## start Input material
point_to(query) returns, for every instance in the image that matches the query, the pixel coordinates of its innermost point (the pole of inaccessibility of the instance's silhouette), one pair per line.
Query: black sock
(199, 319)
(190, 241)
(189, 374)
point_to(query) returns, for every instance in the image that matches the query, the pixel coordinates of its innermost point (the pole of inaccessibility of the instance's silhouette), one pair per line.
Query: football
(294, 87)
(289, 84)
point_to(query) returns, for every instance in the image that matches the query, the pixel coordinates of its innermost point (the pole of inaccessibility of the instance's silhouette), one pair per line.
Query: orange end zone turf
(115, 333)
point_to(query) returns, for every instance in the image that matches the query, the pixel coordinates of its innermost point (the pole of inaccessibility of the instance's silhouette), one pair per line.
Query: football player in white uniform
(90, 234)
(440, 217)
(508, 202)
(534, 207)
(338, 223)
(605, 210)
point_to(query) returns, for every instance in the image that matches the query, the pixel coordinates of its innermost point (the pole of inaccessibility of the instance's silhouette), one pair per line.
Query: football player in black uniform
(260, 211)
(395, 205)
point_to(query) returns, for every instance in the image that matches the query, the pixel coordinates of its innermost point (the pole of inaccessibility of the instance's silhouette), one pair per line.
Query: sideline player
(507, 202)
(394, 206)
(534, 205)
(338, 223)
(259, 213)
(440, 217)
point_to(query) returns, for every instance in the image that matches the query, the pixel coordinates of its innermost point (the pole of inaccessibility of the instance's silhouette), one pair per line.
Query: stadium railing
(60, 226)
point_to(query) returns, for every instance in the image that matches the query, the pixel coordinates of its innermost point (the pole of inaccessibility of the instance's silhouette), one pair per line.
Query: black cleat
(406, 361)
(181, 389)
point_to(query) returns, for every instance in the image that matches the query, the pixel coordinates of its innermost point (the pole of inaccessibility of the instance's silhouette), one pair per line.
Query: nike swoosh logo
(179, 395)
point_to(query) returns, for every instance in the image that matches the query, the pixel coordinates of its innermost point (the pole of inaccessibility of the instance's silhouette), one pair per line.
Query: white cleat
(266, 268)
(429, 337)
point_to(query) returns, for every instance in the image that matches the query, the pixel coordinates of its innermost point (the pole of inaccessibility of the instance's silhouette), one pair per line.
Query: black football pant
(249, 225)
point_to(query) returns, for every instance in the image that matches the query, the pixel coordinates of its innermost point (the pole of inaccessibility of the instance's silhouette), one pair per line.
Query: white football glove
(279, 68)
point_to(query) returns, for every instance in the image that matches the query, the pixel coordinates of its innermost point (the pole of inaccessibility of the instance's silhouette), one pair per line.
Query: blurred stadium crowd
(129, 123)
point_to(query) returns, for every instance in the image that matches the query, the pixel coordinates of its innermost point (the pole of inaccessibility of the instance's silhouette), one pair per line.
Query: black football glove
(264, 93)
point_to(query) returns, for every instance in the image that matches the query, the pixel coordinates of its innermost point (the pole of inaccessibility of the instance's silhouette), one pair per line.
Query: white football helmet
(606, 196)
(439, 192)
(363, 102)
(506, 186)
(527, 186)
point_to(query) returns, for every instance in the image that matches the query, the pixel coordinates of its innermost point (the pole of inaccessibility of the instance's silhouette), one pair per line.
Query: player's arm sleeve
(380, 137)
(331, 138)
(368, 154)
## end Input material
Above are the records; retype every one exactly.

*Solved problem*.
point_to(query) returns, for every instance in the image that matches the query, the pixel coordinates of its innermost point (the pole of inaccessibility of the instance's silhouette), one pair per line.
Query: black sock
(199, 319)
(190, 241)
(189, 374)
point_to(query) returns, for every instance in the image that matches the query, the pixel coordinates of its innermost point (the pole of inaccessibility of the instance's silhouette), one pair per line.
Query: football
(294, 87)
(289, 84)
point_to(query) returns, for every instance in the image that matches the query, the pixel coordinates of its innermost point (the pole of inaccessibility of the instance's silhouette), one pair per line.
Query: orange end zone turf
(115, 333)
point_to(query) returns, for every instance in the image that matches the query, the pixel coordinates of its innermost point (the pole of inaccessibility of the instance's silhouette), one pair per line.
Query: football player in white uniform
(90, 234)
(440, 217)
(508, 202)
(534, 207)
(338, 223)
(605, 210)
point_to(query) returns, for every instance in the image that matches the query, the pixel coordinates of its innermost point (the pole of inaccessibility of the instance's silhouette), one pair per line.
Query: football player in black uniform
(260, 211)
(395, 205)
point_to(query) returns, for every instance in the image that matches the query, the pixel coordinates of its innermost point (the pole of inaccessibility of the instance's silhouette), one pair per line.
Query: sideline player
(507, 202)
(394, 206)
(534, 205)
(338, 223)
(259, 213)
(440, 217)
point_to(query) returns, for every instance in the image that matches the query, the pixel coordinates of its innermost point (the pole of inaccessibility of the instance's silhouette), one pair per line.
Query: stadium railing
(60, 226)
point_to(query) returns, for every instance in the image that matches the query, the pixel coordinates of its innermost point (the pole of inaccessibility of the instance's silhouette), one pair per line.
Query: black cleat
(406, 361)
(181, 389)
point_to(query) returns, for every instance in the image that matches the query, the pixel coordinates of its innermost point (the pole of inaccessibility of the instance's silhouette), one pair per line.
Query: nike swoosh logo
(179, 395)
point_to(query) returns, for every instance in the image that matches the query, the pixel coordinates of its innermost point (the pole of inaccessibility of the instance's silhouette), one pair per line.
Query: white cleat
(266, 268)
(429, 337)
point_to(query) returns, for every instance in the image that matches the query, the pixel coordinates of its innermost point (the pole of inaccessibility of the instance's silhouette), one pair per line.
Query: black football pant
(249, 225)
point_to(query) returns, for every instance in the image that matches the query, the pixel coordinates of its innermost point (the pole of inaccessibility of the instance's silhouette), one pair per line.
Query: white football glove
(279, 68)
point_to(query) returns, for every instance in the image that matches the query, the pixel coordinates of its innermost point (the pole of inaccessibility of the instance's silhouette), one pair per line.
Query: blurred stadium crowd
(129, 123)
point_to(query) returns, for every instance in the image that matches the query, the pixel coordinates of its innermost point (the pole of inaccessibility of the instance's silhouette), one pair per line.
Query: black football glove
(264, 93)
point_to(query) returns, for every instance in the image that matches the query, the pixel coordinates of its innermost point (the pole of inaccessibility of the instance's silhouette), one pair per line.
Query: white football helmet
(606, 196)
(439, 192)
(363, 102)
(506, 186)
(527, 186)
point_to(query) returns, for every instance in the image that matches the query, the pixel coordinates of its innermost point (the pole of inaccessibility of the instance's silhouette), one pair per line.
Query: player's arm sleeve
(380, 137)
(331, 138)
(368, 154)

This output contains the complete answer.